→ **Check your understanding**:
1. From the news report on the Army march in Srinagar, list every place the report calls a locality.
2. Answer these questions using the news report on the Army march in Srinagar.
(a) How long did the Army march continue, according to the inhabitants?
(b) How does the report describe GB Pant Hospital?
(c) Since what date has the Valley been on boil?
3. Reproduce the part of the news report on the Army march in Srinagar between "The inhabitants said" and "Minister Mehbooba Mufti.", inclusive.

→ **Passage to read**:

Srinagar, Aug 9: A “flag march” in the twin localities of Shiv Pora –Sonawar near the Badami Bagh Cantonment here this morning triggered panic with people running for cover, reports and witnesses said.
Even as there was no formal announcement of curfew or restrictions in the City, the residents said at around 8:00 AM a large contingency of Army holding flags drove down the main road in armored vehicles.
In tune with the recent news reports that Army was likely to take over control of some areas in restive Kashmir, the locals initially thought the residential localities have been taken over by the men in olive green. Witnesses said people immediately rushed indoors though traffic kept plying on the main highway.
The Army march, as per the inhabitants, continued for over two hours. “The armored vehicles with flags atop drove up and down the road and even traversed the Indra Nagar locality,” the locals said.
By now, as per the witnesses, there was chaos at the nearby GB Pant Hospital, Kashmir’s sole pediatric hospital.
The attendants of children admitted in the hospital and others being brought for treatment felt unnerved. “What will we do now? How will we take our children back home?” the people said as they assembled near the main gate on the highway where Army was on patrol.
At around 10:00 AM, the tension in the civilian circles heightened when some of the Army vehicles started making announcements in Kashmiri asking the people particularly youth to refrain from any assemblage.
“I myself saw Army vehicles with loudspeakers making announcements in Kashmiri asking people not to assemble in groups,” said a resident of Shiv Pora locality who kept watching the “flag march” from his bedroom window. “We have been living here for decades, this was never the scene before even during curfews,” he said.
The inhabitants said the Army march could be the reaction to recent protest marches carried out by the locals. “We have already been told by Army not to hold any demonstrations in the area and those desirous of doing so should go to Lal Chowk,” said some residents of Sonawar, the locality, a mile away from the residence of Chief Minister Mehbooba Mufti.
Meanwhile a senior police official while downplaying the matter said it could be security arrangement for the movement of some senior Army officers. “There was no flag march… May be it was GOC on the move,” the official told Kashmir Observer.
When told that the Army vehicles made announcements in Kashmiri through Public Address system, he said “then I will have to check it out.”
For the past over a week, there are reports that the state government was likely to handover some areas of restive Kashmir to Army.
The Valley has been on boil since July 8, when Hizb commander Burhan Muzaffar Wani and his two associates were killed. Since then at least 57 people have died and over 6000 wounded in mob-control measures by the government forces.

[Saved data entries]
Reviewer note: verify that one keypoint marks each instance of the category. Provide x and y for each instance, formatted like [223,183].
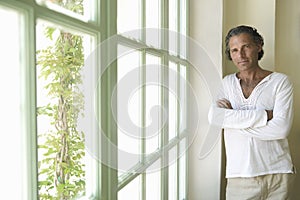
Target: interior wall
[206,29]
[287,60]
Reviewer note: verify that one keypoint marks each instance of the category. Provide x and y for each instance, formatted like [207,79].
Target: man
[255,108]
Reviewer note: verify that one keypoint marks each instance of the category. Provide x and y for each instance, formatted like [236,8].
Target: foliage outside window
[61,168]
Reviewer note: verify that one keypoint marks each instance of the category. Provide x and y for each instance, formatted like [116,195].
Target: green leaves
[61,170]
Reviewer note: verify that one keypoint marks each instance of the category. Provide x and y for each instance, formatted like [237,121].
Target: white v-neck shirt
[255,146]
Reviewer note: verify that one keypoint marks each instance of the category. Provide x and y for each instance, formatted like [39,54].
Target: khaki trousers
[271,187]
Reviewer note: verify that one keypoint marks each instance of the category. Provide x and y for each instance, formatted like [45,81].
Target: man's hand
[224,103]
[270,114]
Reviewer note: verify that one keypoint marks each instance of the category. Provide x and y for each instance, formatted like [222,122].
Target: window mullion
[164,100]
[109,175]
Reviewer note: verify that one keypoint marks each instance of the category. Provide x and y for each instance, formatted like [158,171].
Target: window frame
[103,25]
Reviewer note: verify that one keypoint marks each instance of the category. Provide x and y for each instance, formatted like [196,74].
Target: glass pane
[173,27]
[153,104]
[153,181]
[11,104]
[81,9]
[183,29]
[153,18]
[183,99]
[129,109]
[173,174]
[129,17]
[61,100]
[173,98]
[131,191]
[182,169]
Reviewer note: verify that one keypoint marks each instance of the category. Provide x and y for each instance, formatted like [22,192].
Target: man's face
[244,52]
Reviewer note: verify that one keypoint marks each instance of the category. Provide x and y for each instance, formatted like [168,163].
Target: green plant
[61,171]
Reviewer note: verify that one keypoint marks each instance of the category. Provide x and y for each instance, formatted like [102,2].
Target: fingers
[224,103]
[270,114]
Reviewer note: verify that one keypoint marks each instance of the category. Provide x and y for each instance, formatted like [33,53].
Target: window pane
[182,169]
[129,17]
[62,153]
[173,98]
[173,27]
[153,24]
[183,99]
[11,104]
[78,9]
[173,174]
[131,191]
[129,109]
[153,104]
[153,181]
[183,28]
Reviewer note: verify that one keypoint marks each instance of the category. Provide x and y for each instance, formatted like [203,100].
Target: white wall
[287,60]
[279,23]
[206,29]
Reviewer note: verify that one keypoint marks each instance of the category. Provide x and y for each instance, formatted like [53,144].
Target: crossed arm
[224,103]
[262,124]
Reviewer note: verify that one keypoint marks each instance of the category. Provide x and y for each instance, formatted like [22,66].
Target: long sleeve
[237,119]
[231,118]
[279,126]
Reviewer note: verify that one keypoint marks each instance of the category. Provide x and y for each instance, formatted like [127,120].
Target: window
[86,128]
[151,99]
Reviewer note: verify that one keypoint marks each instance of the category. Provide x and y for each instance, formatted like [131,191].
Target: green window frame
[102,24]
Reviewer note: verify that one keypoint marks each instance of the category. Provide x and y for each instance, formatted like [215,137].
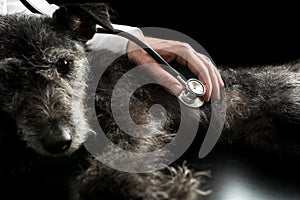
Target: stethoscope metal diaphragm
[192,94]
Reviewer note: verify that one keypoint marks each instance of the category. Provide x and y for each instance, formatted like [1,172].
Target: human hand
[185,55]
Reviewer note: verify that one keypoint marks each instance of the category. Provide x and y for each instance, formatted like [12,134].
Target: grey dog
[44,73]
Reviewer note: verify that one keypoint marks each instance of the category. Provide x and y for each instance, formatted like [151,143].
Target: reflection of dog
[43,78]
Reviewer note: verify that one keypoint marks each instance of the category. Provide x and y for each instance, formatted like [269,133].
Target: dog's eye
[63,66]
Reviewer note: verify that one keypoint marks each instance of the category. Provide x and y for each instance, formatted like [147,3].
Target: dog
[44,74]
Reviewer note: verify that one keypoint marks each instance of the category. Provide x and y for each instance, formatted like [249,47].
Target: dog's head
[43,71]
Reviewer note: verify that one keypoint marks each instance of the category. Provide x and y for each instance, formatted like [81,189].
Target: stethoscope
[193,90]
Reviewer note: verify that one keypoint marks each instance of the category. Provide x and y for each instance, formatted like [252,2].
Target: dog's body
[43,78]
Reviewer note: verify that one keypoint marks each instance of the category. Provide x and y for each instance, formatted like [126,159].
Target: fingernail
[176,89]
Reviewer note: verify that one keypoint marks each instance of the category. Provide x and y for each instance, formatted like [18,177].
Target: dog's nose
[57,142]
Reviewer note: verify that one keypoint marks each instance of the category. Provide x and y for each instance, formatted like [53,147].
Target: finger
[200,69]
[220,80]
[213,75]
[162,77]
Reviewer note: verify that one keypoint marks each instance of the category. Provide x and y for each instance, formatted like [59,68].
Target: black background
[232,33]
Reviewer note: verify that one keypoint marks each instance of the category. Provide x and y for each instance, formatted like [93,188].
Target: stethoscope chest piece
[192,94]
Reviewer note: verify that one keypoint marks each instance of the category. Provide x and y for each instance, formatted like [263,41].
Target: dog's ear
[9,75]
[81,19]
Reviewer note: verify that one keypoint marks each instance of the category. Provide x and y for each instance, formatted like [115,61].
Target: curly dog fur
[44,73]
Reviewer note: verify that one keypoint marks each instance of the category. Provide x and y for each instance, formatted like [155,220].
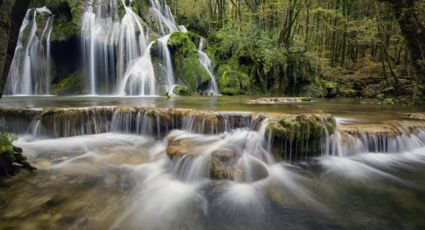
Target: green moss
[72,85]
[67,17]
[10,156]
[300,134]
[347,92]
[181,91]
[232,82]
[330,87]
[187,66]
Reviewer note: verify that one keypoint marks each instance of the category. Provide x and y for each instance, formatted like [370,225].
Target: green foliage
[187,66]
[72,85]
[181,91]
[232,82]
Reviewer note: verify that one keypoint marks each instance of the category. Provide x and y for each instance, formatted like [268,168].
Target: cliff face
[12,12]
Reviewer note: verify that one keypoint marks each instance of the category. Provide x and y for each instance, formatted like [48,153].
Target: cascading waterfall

→ **Answers provided**:
1.
Shiv Pora
Sonawar
Indra Nagar

2.
(a) Over two hours.
(b) As Kashmir's sole pediatric hospital.
(c) July 8.

3.
The inhabitants said the Army march could be the reaction to recent protest marches carried out by the locals. “We have already been told by Army not to hold any demonstrations in the area and those desirous of doing so should go to Lal Chowk,” said some residents of Sonawar, the locality, a mile away from the residence of Chief Minister Mehbooba Mufti.